- [Given problem]:
Copy each of the following records word for word, with no changes to any line.

** START Listed records **

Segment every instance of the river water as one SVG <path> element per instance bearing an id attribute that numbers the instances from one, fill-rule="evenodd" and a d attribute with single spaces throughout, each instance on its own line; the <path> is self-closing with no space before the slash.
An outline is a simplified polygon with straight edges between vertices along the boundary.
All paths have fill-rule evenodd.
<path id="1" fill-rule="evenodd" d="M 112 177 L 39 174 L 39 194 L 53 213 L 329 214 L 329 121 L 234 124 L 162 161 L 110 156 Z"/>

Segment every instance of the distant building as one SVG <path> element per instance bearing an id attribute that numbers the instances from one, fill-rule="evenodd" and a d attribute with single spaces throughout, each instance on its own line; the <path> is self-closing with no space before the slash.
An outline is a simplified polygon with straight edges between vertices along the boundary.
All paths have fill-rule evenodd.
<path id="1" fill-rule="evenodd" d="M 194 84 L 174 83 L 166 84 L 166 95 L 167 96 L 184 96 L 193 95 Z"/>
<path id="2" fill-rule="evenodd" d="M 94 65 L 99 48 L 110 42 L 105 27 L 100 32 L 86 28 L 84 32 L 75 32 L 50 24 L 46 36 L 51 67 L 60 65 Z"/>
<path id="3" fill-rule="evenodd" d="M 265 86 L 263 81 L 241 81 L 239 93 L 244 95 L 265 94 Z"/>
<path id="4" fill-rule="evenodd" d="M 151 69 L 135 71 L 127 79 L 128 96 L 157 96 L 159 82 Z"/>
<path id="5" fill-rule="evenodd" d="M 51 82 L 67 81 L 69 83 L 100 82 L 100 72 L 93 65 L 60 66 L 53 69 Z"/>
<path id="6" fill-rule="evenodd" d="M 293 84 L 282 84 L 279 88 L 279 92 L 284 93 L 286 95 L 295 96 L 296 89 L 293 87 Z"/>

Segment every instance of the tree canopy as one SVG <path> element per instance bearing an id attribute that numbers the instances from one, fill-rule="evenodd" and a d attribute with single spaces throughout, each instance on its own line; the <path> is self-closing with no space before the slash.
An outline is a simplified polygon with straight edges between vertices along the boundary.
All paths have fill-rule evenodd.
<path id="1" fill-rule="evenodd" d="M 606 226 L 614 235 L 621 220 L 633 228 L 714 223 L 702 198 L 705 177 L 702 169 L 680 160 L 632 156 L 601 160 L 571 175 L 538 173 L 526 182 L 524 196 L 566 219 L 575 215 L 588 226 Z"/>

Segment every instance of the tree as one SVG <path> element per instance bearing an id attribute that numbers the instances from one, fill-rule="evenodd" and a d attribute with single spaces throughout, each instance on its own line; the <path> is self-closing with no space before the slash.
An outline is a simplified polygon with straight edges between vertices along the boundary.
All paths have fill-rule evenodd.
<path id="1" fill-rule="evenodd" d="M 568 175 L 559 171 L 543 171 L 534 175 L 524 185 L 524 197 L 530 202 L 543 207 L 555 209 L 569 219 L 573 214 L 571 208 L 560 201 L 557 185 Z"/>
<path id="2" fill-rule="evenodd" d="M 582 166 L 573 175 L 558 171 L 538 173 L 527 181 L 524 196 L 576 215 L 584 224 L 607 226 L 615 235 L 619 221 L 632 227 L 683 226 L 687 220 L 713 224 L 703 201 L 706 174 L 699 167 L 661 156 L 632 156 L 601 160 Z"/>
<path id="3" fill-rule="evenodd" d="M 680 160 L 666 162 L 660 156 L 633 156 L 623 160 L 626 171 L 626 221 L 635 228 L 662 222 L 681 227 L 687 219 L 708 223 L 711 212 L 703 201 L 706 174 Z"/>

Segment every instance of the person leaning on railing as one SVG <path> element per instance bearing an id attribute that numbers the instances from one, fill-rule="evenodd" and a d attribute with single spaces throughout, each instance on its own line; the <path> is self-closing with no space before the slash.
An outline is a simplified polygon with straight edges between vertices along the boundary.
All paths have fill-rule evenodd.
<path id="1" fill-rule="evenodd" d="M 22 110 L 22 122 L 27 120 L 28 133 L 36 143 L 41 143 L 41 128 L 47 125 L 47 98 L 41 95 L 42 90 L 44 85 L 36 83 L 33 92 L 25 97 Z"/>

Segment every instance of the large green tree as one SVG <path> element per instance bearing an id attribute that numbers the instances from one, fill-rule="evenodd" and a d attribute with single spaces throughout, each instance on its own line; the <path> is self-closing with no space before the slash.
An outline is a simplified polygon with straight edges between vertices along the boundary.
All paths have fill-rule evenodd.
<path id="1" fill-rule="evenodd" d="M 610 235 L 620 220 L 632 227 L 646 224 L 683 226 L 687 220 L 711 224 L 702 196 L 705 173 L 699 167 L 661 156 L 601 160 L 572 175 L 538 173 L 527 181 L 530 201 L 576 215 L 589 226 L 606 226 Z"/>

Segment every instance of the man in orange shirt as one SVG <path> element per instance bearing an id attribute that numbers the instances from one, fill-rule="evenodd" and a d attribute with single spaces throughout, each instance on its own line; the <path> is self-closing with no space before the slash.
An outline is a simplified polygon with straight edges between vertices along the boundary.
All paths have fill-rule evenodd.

** END Listed records **

- [Exercise output]:
Segment every instance of the river water as one SVG <path> element per instance bearing an id attribute that numbers the instances from one, fill-rule="evenodd" and a d attribute with single spaces throughout, each instance on its own line; the <path> is self-closing with no space before the slash.
An outline is a simplified polygon with straight edges between vertices along the boundary.
All paths have fill-rule evenodd.
<path id="1" fill-rule="evenodd" d="M 112 177 L 39 174 L 39 194 L 53 213 L 329 214 L 329 121 L 234 124 L 162 161 L 110 156 Z"/>

Segment every instance of the distant building as one SVG <path> element per instance bearing an id attribute that numbers the instances from one, fill-rule="evenodd" and a d attribute with single spaces throughout, each instance on its own line; the <path> is self-closing with no space before the slash.
An outline is a simplified polygon with straight edges between vertices along the boundary.
All paths have fill-rule evenodd.
<path id="1" fill-rule="evenodd" d="M 194 84 L 174 83 L 166 84 L 166 95 L 167 96 L 184 96 L 193 95 Z"/>
<path id="2" fill-rule="evenodd" d="M 94 65 L 99 48 L 110 42 L 105 27 L 100 32 L 86 28 L 84 32 L 75 32 L 50 24 L 46 36 L 51 67 L 60 65 Z"/>
<path id="3" fill-rule="evenodd" d="M 265 86 L 263 81 L 241 81 L 239 93 L 244 95 L 265 94 Z"/>
<path id="4" fill-rule="evenodd" d="M 151 69 L 135 71 L 127 79 L 128 96 L 157 96 L 159 82 Z"/>
<path id="5" fill-rule="evenodd" d="M 51 82 L 67 81 L 69 83 L 100 82 L 100 72 L 93 65 L 60 66 L 53 69 Z"/>
<path id="6" fill-rule="evenodd" d="M 293 84 L 282 84 L 279 88 L 279 92 L 284 93 L 286 95 L 295 96 L 296 89 L 293 87 Z"/>

Segment every instance of the tree canopy as one SVG <path> element per instance bearing an id attribute that numbers the instances from one, fill-rule="evenodd" and a d attribute with single spaces throughout, each instance on its own line; the <path> is self-closing with no space before the slash.
An outline is a simplified polygon with straight edges between vertices along the boundary.
All paths have fill-rule evenodd.
<path id="1" fill-rule="evenodd" d="M 606 226 L 614 235 L 621 220 L 633 228 L 714 223 L 702 198 L 705 177 L 702 169 L 680 160 L 632 156 L 601 160 L 571 175 L 538 173 L 526 182 L 524 196 L 566 219 L 575 215 L 588 226 Z"/>

Segment every instance of the tree as one SVG <path> element per instance bearing an id attribute that numbers the instances from one, fill-rule="evenodd" and a d attribute with single spaces throughout, each instance on its own line; the <path> is self-closing with no space before the slash.
An outline is a simplified polygon with straight edges between vertices along the boundary.
All paths have fill-rule evenodd.
<path id="1" fill-rule="evenodd" d="M 568 175 L 559 171 L 543 171 L 534 175 L 524 185 L 524 197 L 530 202 L 543 207 L 555 209 L 569 219 L 573 214 L 571 208 L 560 201 L 557 185 Z"/>
<path id="2" fill-rule="evenodd" d="M 582 166 L 573 175 L 558 171 L 538 173 L 527 181 L 524 196 L 576 215 L 584 224 L 607 226 L 615 235 L 619 221 L 632 227 L 683 226 L 687 220 L 713 224 L 703 201 L 706 174 L 699 167 L 661 156 L 632 156 L 601 160 Z"/>
<path id="3" fill-rule="evenodd" d="M 680 160 L 666 162 L 660 156 L 633 156 L 623 160 L 626 171 L 626 221 L 635 228 L 662 222 L 681 227 L 687 219 L 708 223 L 711 212 L 703 201 L 706 174 Z"/>

Segment every instance of the person leaning on railing as one SVG <path> element per instance bearing an id attribute that numbers the instances from one, fill-rule="evenodd" and a d attribute with single spaces throughout, each instance on its own line; the <path> is self-closing with no space before the slash.
An outline is a simplified polygon with straight edges between vertices along the boundary.
All paths have fill-rule evenodd.
<path id="1" fill-rule="evenodd" d="M 22 110 L 22 122 L 27 120 L 28 133 L 36 143 L 41 143 L 41 128 L 47 125 L 47 98 L 41 95 L 42 90 L 44 85 L 36 83 L 33 92 L 25 97 Z"/>

Segment every instance of the large green tree as one SVG <path> element per instance bearing an id attribute that numbers the instances from one, fill-rule="evenodd" and a d attribute with single spaces throughout, each instance on its own line; the <path> is self-closing with no space before the slash.
An outline is a simplified polygon with straight edges between vertices along the boundary.
All paths have fill-rule evenodd.
<path id="1" fill-rule="evenodd" d="M 610 235 L 620 220 L 632 227 L 646 224 L 683 226 L 687 220 L 711 224 L 702 196 L 705 173 L 699 167 L 661 156 L 601 160 L 572 175 L 538 173 L 527 181 L 530 201 L 576 215 L 589 226 L 606 226 Z"/>

Segment every instance of the man in orange shirt as one SVG <path> element per instance bearing an id attribute that numbers the instances from one, fill-rule="evenodd" and a d attribute with single spaces throughout, each instance on its own line; the <path> is self-closing with no space before the slash.
An outline is a simplified polygon with straight edges between vertices along the boundary.
All paths have fill-rule evenodd.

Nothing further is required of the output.